Task goal: Please continue the forum discussion below about the Hubble constant and the age of the universe from the point where it stops.

Source excerpt:
The age of the universe turns out to be one upon the current value of the Hubble "constant".

That's not strictly true, isn't it? More of a numerical coincidence, thanks to our fortuitous placement in time.

 

[PeterDonis]

The age of the universe turns out to be one upon the current value of the Hubble "constant".

If you just look at the current value of $H$, the relationship between this and the age of the universe is model dependent. To get a handle on which model is the best fit, you need to look at how the value of $H$ has changed over time.

That's not strictly true, isn't it? More of a numerical coincidence, thanks to our fortuitous placement in time.

Sort of. In the far future of our universe, since (according to our current best model) there is a small positive cosmological constant, the value of $H$ will tend towards a constant value, so in the far future there will indeed be no relationship between the age of the universe and the current value of $H$. But until the universe is far into the dark energy-dominated era, there is a relationship between the age of the universe and the current value of $H$; it's just that the relationship is model dependent.

 

[Ibix]

That's not strictly true, isn't it? More of a numerical coincidence, thanks to our fortuitous placement in time.

I don't believe so, although I'm wrong to say it's the age of the universe - it's the age the universe would have if the expansion were linear (i.e. $\ddot{a}=0$), which isn't quite the case. But if it were then the Hubble constant is one upon the age.

Since $\ddot{a}$ isn't zero, it's a little more complex than that and you need to solve the Friedmann equations properly - but it's pretty close anyway.

 

[PeterDonis]

Since $\ddot{a}$ isn't zero, it's a little more complex than that and you need to solve the Friedmann equations properly - but it's pretty close anyway.

Entries provided:
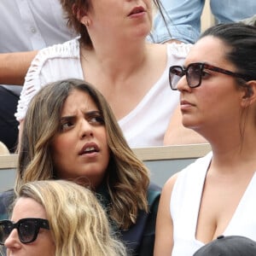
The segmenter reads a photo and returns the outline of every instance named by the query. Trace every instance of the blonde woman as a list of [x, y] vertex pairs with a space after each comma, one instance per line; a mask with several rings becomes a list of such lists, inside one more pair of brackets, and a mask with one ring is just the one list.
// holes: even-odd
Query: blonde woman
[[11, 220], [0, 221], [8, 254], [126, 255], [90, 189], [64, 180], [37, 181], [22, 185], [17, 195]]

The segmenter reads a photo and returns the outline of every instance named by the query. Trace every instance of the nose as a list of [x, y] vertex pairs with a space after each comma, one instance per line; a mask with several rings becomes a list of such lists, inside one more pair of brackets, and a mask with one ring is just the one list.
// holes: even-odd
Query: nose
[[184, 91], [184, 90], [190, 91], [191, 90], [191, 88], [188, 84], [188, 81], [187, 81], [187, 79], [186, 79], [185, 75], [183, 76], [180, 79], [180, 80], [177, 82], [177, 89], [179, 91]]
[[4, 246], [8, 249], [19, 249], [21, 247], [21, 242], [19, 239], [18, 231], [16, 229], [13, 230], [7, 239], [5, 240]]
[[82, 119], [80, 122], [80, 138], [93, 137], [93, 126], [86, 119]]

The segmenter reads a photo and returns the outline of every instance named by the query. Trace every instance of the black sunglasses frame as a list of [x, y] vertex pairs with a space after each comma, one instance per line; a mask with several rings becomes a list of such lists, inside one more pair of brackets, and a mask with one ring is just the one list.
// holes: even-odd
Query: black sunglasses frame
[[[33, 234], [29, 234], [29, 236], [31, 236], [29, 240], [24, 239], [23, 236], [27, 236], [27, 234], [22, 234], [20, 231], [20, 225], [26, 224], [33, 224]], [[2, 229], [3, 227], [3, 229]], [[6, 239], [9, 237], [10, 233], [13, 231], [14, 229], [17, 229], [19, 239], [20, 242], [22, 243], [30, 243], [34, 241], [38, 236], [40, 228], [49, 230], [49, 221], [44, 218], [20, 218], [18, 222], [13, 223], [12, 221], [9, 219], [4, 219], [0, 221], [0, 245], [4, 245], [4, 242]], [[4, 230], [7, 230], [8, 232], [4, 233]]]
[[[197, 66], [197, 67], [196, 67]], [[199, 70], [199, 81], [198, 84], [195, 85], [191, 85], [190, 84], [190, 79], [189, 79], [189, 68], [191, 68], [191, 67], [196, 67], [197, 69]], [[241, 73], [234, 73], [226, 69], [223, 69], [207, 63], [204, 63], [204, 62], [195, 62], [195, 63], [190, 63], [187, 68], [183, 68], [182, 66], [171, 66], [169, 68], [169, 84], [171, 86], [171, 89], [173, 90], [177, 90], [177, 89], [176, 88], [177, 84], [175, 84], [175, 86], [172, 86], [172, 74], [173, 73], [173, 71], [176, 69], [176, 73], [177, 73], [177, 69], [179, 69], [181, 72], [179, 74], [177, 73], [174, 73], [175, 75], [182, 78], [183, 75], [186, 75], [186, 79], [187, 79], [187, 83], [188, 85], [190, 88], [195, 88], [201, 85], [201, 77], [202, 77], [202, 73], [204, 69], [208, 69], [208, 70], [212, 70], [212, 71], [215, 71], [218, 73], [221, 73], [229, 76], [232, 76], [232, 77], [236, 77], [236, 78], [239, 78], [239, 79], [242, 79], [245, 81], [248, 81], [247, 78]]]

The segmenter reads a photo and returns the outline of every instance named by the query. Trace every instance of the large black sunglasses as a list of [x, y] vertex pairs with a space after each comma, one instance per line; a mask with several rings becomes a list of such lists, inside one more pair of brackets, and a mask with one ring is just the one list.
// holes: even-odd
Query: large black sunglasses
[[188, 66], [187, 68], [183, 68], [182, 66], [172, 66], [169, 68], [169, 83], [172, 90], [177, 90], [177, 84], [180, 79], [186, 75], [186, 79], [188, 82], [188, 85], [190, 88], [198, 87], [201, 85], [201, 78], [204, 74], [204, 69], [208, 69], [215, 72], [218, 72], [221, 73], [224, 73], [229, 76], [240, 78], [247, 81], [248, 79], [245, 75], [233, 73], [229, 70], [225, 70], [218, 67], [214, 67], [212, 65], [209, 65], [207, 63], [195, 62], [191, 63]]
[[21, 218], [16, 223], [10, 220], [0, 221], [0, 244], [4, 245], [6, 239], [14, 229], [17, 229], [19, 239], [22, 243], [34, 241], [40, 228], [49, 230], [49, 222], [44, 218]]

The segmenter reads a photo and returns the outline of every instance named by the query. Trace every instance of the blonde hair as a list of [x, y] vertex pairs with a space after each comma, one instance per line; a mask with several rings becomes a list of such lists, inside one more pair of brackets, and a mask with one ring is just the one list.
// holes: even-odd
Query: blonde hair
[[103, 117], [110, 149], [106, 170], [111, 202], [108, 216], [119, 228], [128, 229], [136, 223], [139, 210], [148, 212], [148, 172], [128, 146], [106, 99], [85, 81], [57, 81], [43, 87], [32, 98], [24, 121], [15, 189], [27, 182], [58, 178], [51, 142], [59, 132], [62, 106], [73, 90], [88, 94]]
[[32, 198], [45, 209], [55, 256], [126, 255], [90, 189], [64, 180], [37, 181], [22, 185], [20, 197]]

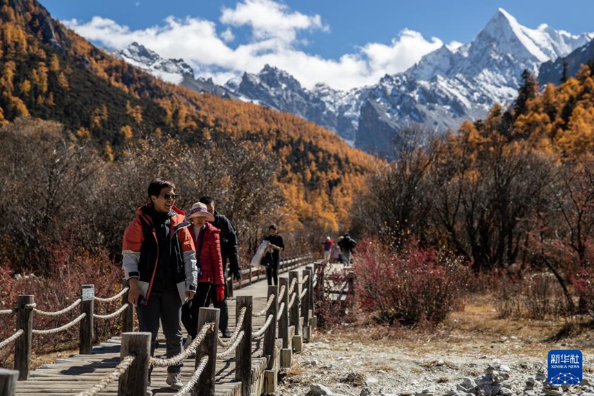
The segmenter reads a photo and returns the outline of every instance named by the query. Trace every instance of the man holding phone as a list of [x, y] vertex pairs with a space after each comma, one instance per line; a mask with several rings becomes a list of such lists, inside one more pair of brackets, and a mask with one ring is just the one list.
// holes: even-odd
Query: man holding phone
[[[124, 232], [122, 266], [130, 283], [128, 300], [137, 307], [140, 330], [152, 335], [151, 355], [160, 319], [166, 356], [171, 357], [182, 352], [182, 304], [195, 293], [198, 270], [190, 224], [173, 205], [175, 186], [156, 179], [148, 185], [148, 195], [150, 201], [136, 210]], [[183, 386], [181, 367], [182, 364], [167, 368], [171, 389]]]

In response:
The fact that the actual age of the universe happens to be pretty close to $1 / H_0$, where $H_0$ is the current value of the Hubble constant, is because our current best-fit model includes a period of deceleration (radiation and then matter dominated) after the Big Bang (meaning the end of inflation) up to a few billion years ago, followed by acceleration (dark energy dominated) since then. The two periods are roughly equal in time, so the overall result ends up being very close to what a straight linear model would give.

But in the far future, that will no longer be true, because the period of acceleration will get longer and longer as the universe ages, while the period of deceleration is over and the length of time it took is now fixed. So in that sense it is fortuitous that we happen to be living in the era when the actual model happens to closely match a straight linear model.

 

[Ibix]

But in the far future, that will no longer be true, because the period of acceleration will get longer and longer as the universe ages, while the period of deceleration is over and the length of time it took is now fixed. So in that sense it is fortuitous that we happen to be living in the era when the actual model happens to closely match a straight linear model.

Ah - there's a bit more subtlety to this than I'd realized. Thanks.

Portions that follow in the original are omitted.